*DIRECTIONS*: Rewrite the lines below, putting "Label" wherever "Target" appears and leaving everything else as it is.

· · · · ·

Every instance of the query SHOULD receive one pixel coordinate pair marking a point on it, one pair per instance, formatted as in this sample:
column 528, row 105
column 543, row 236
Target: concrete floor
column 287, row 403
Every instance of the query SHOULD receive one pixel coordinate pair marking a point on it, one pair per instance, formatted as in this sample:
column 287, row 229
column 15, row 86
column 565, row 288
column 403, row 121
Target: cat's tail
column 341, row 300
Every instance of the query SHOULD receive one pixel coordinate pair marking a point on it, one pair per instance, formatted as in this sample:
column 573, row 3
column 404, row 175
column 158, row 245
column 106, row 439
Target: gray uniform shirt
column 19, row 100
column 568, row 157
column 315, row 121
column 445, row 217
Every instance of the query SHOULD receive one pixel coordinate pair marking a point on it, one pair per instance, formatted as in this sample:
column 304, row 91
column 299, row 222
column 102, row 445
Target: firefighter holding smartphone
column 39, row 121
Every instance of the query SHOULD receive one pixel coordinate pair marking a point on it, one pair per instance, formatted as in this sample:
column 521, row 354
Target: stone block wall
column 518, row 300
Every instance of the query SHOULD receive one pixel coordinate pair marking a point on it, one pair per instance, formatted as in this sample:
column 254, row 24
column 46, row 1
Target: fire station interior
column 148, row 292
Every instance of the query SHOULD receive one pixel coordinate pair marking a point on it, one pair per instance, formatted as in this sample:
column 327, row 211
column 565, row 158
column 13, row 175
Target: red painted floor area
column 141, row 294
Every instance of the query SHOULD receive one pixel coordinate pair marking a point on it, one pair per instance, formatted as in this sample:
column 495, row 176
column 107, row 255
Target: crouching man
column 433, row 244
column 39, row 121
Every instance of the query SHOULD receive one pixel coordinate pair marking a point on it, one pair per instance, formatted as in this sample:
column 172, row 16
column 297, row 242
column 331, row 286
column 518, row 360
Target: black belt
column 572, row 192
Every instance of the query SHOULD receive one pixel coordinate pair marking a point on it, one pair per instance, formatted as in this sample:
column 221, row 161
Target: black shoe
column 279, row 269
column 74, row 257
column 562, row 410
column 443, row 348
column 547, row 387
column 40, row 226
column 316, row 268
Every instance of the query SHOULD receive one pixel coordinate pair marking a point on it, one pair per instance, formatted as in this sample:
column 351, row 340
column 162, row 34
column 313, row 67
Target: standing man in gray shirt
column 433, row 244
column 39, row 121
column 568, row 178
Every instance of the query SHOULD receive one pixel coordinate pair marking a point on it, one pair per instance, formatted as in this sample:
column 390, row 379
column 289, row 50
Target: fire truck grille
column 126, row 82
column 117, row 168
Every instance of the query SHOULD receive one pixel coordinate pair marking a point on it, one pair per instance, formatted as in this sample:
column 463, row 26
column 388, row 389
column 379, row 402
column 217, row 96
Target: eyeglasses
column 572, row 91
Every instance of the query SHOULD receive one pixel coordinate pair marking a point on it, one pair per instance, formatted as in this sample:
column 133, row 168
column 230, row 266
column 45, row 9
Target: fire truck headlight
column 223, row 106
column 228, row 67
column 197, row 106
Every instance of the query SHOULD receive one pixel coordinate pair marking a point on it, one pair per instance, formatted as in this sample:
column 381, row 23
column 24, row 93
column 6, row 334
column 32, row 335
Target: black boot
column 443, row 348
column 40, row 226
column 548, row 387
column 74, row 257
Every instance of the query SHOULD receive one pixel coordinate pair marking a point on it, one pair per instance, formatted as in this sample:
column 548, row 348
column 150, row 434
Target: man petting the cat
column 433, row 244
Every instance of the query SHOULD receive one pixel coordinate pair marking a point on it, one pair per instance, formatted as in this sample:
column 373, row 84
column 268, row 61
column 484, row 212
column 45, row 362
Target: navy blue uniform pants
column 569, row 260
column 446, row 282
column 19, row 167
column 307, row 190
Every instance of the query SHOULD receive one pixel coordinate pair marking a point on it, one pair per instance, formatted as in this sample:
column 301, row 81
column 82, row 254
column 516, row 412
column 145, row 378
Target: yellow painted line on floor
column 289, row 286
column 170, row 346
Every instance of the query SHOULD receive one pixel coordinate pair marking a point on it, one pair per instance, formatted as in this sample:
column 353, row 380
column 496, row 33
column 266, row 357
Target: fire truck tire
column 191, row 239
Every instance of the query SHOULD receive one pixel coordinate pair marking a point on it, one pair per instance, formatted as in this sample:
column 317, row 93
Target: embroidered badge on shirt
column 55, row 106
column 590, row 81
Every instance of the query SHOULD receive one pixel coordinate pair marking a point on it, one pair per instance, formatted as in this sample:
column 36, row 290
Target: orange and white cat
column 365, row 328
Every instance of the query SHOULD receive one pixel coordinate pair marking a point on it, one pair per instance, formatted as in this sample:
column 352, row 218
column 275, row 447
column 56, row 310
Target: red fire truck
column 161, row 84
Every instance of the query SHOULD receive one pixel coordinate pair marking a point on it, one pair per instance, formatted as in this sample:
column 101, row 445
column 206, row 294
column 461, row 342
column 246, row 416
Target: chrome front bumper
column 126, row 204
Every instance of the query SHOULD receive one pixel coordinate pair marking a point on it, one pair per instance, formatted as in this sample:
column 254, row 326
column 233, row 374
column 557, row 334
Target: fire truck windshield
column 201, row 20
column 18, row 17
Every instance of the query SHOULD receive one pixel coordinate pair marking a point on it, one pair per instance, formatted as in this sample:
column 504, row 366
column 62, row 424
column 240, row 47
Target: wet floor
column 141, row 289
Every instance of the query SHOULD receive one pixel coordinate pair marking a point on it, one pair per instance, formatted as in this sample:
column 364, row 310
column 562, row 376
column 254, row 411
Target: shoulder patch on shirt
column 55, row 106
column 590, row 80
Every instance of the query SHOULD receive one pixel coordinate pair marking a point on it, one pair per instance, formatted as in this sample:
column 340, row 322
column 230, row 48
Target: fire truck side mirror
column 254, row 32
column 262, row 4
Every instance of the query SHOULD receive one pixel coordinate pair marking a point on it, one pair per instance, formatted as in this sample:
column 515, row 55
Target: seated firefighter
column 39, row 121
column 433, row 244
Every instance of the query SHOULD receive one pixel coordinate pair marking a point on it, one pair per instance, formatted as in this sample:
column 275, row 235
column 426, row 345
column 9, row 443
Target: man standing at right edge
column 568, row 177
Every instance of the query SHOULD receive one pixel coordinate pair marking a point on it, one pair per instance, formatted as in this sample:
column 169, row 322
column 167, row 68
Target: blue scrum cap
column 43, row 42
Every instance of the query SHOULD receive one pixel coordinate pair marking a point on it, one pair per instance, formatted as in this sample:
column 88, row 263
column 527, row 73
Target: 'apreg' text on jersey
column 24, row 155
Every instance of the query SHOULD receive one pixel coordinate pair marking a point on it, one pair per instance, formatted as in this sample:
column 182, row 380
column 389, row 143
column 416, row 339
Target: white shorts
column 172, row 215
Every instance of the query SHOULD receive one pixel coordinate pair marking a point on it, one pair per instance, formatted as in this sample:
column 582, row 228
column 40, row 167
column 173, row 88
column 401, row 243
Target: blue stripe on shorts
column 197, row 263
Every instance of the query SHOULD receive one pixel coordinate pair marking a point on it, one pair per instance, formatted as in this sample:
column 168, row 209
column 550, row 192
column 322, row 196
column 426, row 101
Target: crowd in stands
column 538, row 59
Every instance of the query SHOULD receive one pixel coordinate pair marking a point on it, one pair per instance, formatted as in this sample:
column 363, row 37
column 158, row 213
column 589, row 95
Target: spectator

· · · · ·

*RESPONSE*:
Every instance of the query SHOULD receive one pixel coordinate pair marking a point on it, one pair per instance, formatted as in this sample:
column 528, row 105
column 543, row 236
Label: concrete floor
column 287, row 403
Every instance of the query SHOULD receive one pixel coordinate pair marking a point on it, one pair per instance, formatted as in this sample:
column 287, row 229
column 15, row 86
column 565, row 288
column 403, row 121
Label: cat's tail
column 341, row 300
Every instance of the query SHOULD receive one pixel coordinate pair marking a point on it, one pair per instance, formatted as in this sample:
column 573, row 3
column 404, row 175
column 158, row 245
column 106, row 439
Label: gray uniform shirt
column 19, row 100
column 568, row 157
column 315, row 121
column 445, row 217
Every instance of the query SHOULD receive one pixel coordinate pair marking a point on it, one pair per instance, formatted as in this sample:
column 304, row 91
column 299, row 222
column 102, row 445
Label: firefighter holding smartphone
column 39, row 121
Every instance of the query SHOULD receive one pixel coordinate pair marking a point on it, one pair per instance, formatted as in this sample:
column 521, row 354
Label: stone block wall
column 518, row 300
Every instance of the query SHOULD receive one pixel coordinate pair marking a point on it, one pair per instance, formatted as in this sample:
column 254, row 24
column 46, row 1
Label: fire station interior
column 148, row 292
Every instance of the query SHOULD receive one pixel coordinate pair marking a point on it, one pair per instance, formatted as in this sample:
column 327, row 211
column 565, row 158
column 13, row 175
Label: red painted floor area
column 141, row 294
Every instance of the query SHOULD receive one pixel coordinate pair marking a point on it, one pair per instance, formatted as in this sample:
column 495, row 176
column 107, row 255
Label: crouching man
column 433, row 244
column 39, row 121
Every instance of the query SHOULD receive one pixel coordinate pair marking a point on it, one pair per instance, formatted as in this sample:
column 172, row 16
column 297, row 242
column 331, row 286
column 518, row 360
Label: black belt
column 572, row 192
Every instance of the query SHOULD receive one pixel coordinate pair marking a point on it, one pair per instance, formatted as in this sample:
column 221, row 161
Label: black shoe
column 279, row 269
column 74, row 257
column 562, row 410
column 443, row 348
column 547, row 387
column 40, row 226
column 316, row 268
Every instance of the query SHOULD receive one pixel coordinate pair marking a point on it, one pair per instance, formatted as in this sample:
column 351, row 340
column 162, row 34
column 313, row 67
Label: standing man in gray shirt
column 433, row 244
column 39, row 121
column 568, row 178
Every instance of the query SHOULD receive one pixel coordinate pair marking a point on it, one pair per instance, formatted as in this sample:
column 390, row 379
column 289, row 50
Label: fire truck grille
column 126, row 82
column 117, row 168
Every instance of the query SHOULD receive one pixel coordinate pair marking a point on it, one pair per instance, formatted as in this sample:
column 463, row 26
column 388, row 389
column 379, row 402
column 217, row 96
Label: eyeglasses
column 572, row 91
Every instance of the query SHOULD receive one pixel coordinate pair marking a point on it, one pair per instance, formatted as in this sample:
column 133, row 168
column 230, row 266
column 45, row 9
Label: fire truck headlight
column 223, row 106
column 228, row 67
column 197, row 106
Every instance of the query SHOULD receive one pixel coordinate pair marking a point on it, one pair per instance, formatted as in this sample:
column 381, row 23
column 24, row 93
column 6, row 334
column 32, row 335
Label: black boot
column 443, row 348
column 40, row 226
column 548, row 387
column 74, row 257
Every instance of the query SHOULD receive one pixel coordinate pair marking a point on it, one pair per instance, formatted as in this sample:
column 548, row 348
column 150, row 434
Label: man petting the cat
column 433, row 244
Every instance of the query SHOULD receive one pixel coordinate pair marking a point on it, one pair per instance, formatted as in this sample:
column 373, row 84
column 268, row 61
column 484, row 212
column 45, row 362
Label: navy blue uniform pants
column 569, row 260
column 446, row 282
column 19, row 167
column 307, row 190
Every instance of the query SHOULD receive one pixel coordinate pair marking a point on it, one pair per instance, formatted as in this sample:
column 301, row 81
column 82, row 254
column 516, row 412
column 145, row 378
Label: yellow painted line on floor
column 289, row 286
column 170, row 346
Every instance of the query SHOULD receive one pixel coordinate pair marking a point on it, one pair per instance, formatted as in this sample:
column 353, row 380
column 496, row 33
column 266, row 357
Label: fire truck tire
column 191, row 239
Every instance of the query SHOULD receive one pixel coordinate pair marking a point on it, one pair per instance, formatted as in this sample:
column 317, row 93
Label: embroidered badge on shirt
column 55, row 106
column 590, row 81
Every instance of the query SHOULD receive one pixel coordinate pair marking a point on it, one pair per instance, formatted as in this sample:
column 36, row 290
Label: orange and white cat
column 365, row 328
Every instance of the query SHOULD receive one pixel coordinate pair marking a point on it, one pair per instance, formatted as in this sample:
column 352, row 218
column 275, row 447
column 56, row 310
Label: red fire truck
column 161, row 84
Every instance of the query SHOULD receive one pixel coordinate pair marking a point on it, one pair per instance, formatted as in this sample:
column 101, row 445
column 206, row 294
column 461, row 342
column 246, row 416
Label: chrome front bumper
column 126, row 204
Every instance of the query SHOULD receive one pixel coordinate pair marking a point on it, one pair per instance, formatted as in this sample:
column 254, row 326
column 233, row 374
column 557, row 334
Label: fire truck windshield
column 201, row 20
column 18, row 17
Every instance of the query SHOULD receive one pixel coordinate pair marking a point on it, one pair per instance, formatted as in this sample:
column 504, row 366
column 62, row 424
column 240, row 47
Label: wet floor
column 141, row 289
Every instance of the query SHOULD receive one pixel coordinate pair marking a point on it, one pair per instance, formatted as in this sample:
column 364, row 310
column 562, row 376
column 254, row 411
Label: shoulder patch on shirt
column 55, row 106
column 590, row 80
Every instance of the query SHOULD receive one pixel coordinate pair marking a point on it, one pair per instance, formatted as in this sample:
column 340, row 322
column 230, row 48
Label: fire truck side mirror
column 254, row 32
column 262, row 4
Every instance of the query SHOULD receive one pixel coordinate pair marking a point on it, one pair per instance, formatted as in this sample:
column 515, row 55
Label: seated firefighter
column 39, row 121
column 433, row 244
Every instance of the query SHOULD receive one pixel coordinate pair marking a point on it, one pair per instance, formatted as in this sample:
column 275, row 235
column 426, row 345
column 9, row 443
Label: man standing at right edge
column 568, row 177
Every instance of the query SHOULD receive one pixel coordinate pair marking a point on it, one pair per instance, formatted as in this sample:
column 169, row 322
column 167, row 68
Label: blue scrum cap
column 43, row 42
Every instance of the query SHOULD receive one pixel coordinate pair marking a point on it, one pair per instance, formatted as in this sample:
column 88, row 263
column 527, row 73
Label: 'apreg' text on jersey
column 24, row 155
Every instance of the query SHOULD receive one pixel coordinate pair marking a point on it, one pair per instance, formatted as in this sample:
column 182, row 380
column 389, row 143
column 416, row 339
Label: white shorts
column 172, row 215
Every instance of the query SHOULD receive one pixel coordinate pair marking a point on it, one pair per instance, formatted as in this sample:
column 582, row 228
column 40, row 167
column 173, row 88
column 401, row 243
Label: blue stripe on shorts
column 197, row 263
Every instance of the query SHOULD receive one pixel coordinate pair marking a point on it, one pair per instance, formatted as in this sample:
column 168, row 209
column 550, row 192
column 322, row 196
column 426, row 101
Label: crowd in stands
column 538, row 59
Every instance of the query SHOULD receive one pixel coordinate pair marking a point on it, one pair per instance, formatted as in this sample:
column 363, row 37
column 158, row 213
column 589, row 95
Label: spectator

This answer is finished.